Ziel der Aufgabe:
Welche Gefahr sieht Michael Ludwig im Interviewauszug zur Digitalisierung durch die neuen Technologien?

Lieber Genosse Ludwig, eines der wesentlichen Themen, das die Zukunft der Stadt Wien entscheidend prägen wird, ist die zunehmende Digitalisierung. Welche Herausforderungen siehst du hier für die Sozialdemokratie?

Michael Ludwig: Die Digitalisierung wird meiner Meinung nach alle Lebensbereiche umfassen und auch verändern. Zum einen natürlich in der Arbeitswelt, aber weit darüber hinaus auch im gesamten gesellschaftlichen Zusammenleben. Es wird nicht die Frage sein, ob sie kommt oder nicht, denn sie wird kommen. Die Frage wird viel mehr sein, wie wir diesen Prozess politisch und gesellschaftlich begleiten. Und da geht es vor allem um die Frage der Gerechtigkeit, wie in vielen anderen Lebensbereichen auch. Denn die Digitalisierung wird ähnliche Auswirkungen haben wie die Industrielle Revolution. Es wird an uns, an der Sozialdemokratie liegen, dass wir diesen Prozess gemeinsam mit den Gewerkschaften begleiten, damit es auch zu einer gerechten Entwicklung kommt. Die Gefahr, die ich sehe ist schon, dass es durch diese neuen Technologien zu einer gesellschaftlichen Teilung kommt in jene Menschen, die einen Zugang zu diesen neuen Technologien finden, und jene, die von diesem Zugang ausgeschlossen sind.

Wo muss man hier konkret ansetzen?

Quelldaten:
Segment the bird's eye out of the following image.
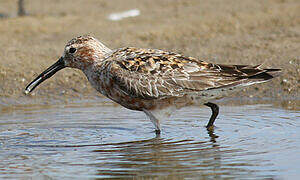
[69,48,76,54]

Korrekte Antwort:
Eine gesellschaftliche Teilung in Menschen, die Zugang zu diesen neuen Technologien finden, und Menschen, die davon ausgeschlossen sind.